**Information shown**
──────────────────────────────
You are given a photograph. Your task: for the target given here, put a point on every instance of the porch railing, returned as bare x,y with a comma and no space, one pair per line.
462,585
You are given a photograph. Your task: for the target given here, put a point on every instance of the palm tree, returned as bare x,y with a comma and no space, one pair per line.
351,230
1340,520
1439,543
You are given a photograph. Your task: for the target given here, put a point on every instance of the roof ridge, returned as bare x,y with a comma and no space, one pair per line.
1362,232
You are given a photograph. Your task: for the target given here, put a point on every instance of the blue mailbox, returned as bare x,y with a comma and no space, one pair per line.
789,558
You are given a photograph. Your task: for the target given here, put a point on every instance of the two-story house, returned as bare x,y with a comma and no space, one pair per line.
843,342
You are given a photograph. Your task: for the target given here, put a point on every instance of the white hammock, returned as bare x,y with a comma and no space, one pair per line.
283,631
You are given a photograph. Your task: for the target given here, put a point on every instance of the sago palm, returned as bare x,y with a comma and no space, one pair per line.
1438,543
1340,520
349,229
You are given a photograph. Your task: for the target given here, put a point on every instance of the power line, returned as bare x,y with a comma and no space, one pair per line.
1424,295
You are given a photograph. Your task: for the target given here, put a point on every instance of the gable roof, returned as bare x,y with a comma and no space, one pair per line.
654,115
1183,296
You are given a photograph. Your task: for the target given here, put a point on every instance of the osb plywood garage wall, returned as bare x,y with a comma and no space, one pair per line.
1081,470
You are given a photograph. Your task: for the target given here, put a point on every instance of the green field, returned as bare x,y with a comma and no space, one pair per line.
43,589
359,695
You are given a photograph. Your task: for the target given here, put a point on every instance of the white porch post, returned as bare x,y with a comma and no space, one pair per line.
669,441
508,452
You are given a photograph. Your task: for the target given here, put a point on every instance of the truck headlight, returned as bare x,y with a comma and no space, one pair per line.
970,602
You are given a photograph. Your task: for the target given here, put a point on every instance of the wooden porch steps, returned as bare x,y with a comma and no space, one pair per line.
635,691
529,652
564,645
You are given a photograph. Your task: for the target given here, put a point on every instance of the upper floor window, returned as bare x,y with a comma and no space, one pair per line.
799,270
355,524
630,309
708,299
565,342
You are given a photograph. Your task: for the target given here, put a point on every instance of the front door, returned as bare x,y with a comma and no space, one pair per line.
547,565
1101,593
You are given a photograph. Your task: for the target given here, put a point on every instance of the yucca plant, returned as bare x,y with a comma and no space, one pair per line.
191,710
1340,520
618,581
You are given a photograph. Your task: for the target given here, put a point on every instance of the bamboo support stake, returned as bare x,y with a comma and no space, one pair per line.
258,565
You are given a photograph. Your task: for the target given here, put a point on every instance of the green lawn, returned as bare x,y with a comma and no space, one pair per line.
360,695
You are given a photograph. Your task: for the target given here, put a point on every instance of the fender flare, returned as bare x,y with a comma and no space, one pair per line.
──────────────────────────────
**Given exercise**
Present all of the data above as a numbered list, with one item per line and any blank lines left out.

**Complete response**
1. You are given a photograph. Your task: for the target given here, put a point on every instance of the porch railing, returned as bare x,y with a comma and no space, one pair per line.
2. 462,585
3. You are given a photograph. Your task: for the target given here, put a point on every instance of the palm tree, returned as bare x,y with a comma and no space, one pair per line.
4. 351,230
5. 1340,520
6. 1439,543
7. You are given a photograph. Your task: for the target given here, put a point on every instance of the roof ridge, returned as bare x,y with a comma and no space, one pair per line.
8. 1362,232
9. You are given a photograph. Your task: for the target given here, put a point on every instance of the blue mailbox, returned as bare x,y with a comma and no space, one pair per line.
10. 789,558
11. You are given a photograph. Your task: for the target given here, put a point on every instance of the two-story house, returned as bare x,y with a comma and no space, one pair per line.
12. 843,342
13. You are given a photograph. Your task: for the target given here, put a point on every instance of the white hammock, returned as bare x,y with a comma and no space, one pair per line.
14. 283,631
15. You are given a photograph. Your task: for the target given here, put a point on every instance of the sago palm, returned as bare x,y with a comma and no space, one pair per line.
16. 1438,543
17. 1340,520
18. 349,229
19. You are given a photograph. Your task: for the target given here, put a point on every instance of the power line, returned as bare x,y with a comma and no space, one pair per line.
20. 1424,295
21. You are given a photograph. Your task: for the target given here, put a point on every instance of the gable roof, returned as bare x,y with a comma and no space, one pair per line.
22. 654,115
23. 1183,296
24. You are given a photograph. Your task: for the target given here, put a point on every instance of the osb plywood garage wall, returned as bare x,y with a comma and no space, one pair per line.
25. 1081,470
26. You are given a photograph. Your task: for the target given here, put a point on every instance of the green field, returned as bare x,y with a comma and no space, one pair per line.
27. 43,589
28. 359,695
29. You are given a photograph. Your task: for the target given here, put a point on every instance of the white porch post, returned as bare x,y with a comma and no space, one pair per line.
30. 669,441
31. 508,452
32. You are given a photograph. Your task: for the target given here, put a point on every instance of the truck headlight, returned as bare x,y with a comma and no space, one pair per line.
33. 970,602
34. You are given a photograph. Your task: for the target given here, put a point on every instance of the wooden porch steps, returned as bare x,y with a comma and no space, one pair per line.
35. 635,691
36. 529,652
37. 564,645
38. You are given a photograph. Your task: for the target given here, put a point on every instance of the upper floor window, returned as bare x,y with a comma and no space, one pair per line.
39. 799,270
40. 355,524
41. 630,309
42. 708,299
43. 565,342
44. You are given a photograph. Your task: for the target given here, put a point on every instance of the front door, returned as bare x,y with a comma and no space, one pair per line.
45. 547,565
46. 1101,593
47. You are given a photograph. Your task: for the target given here, put a point on every instance of the yucca plant, returned as bare x,y with a comma and no space, one pair per line.
48. 191,710
49. 1340,520
50. 618,581
51. You are given a photograph. Your task: for the target given here, put a point on every instance of the bamboo support stake, returned as bare x,y with a comma and no space, one pair per line.
52. 258,565
53. You are given a photograph. Your task: for the target given here, put a point on every instance of the green lawn, returned as bare x,y with a comma and no space, one pair per line.
54. 360,695
55. You are given a photograph. Your task: for the target given here, put a point on every instance of the fender flare, returned as bare x,y with a comma and no space, one pair per line.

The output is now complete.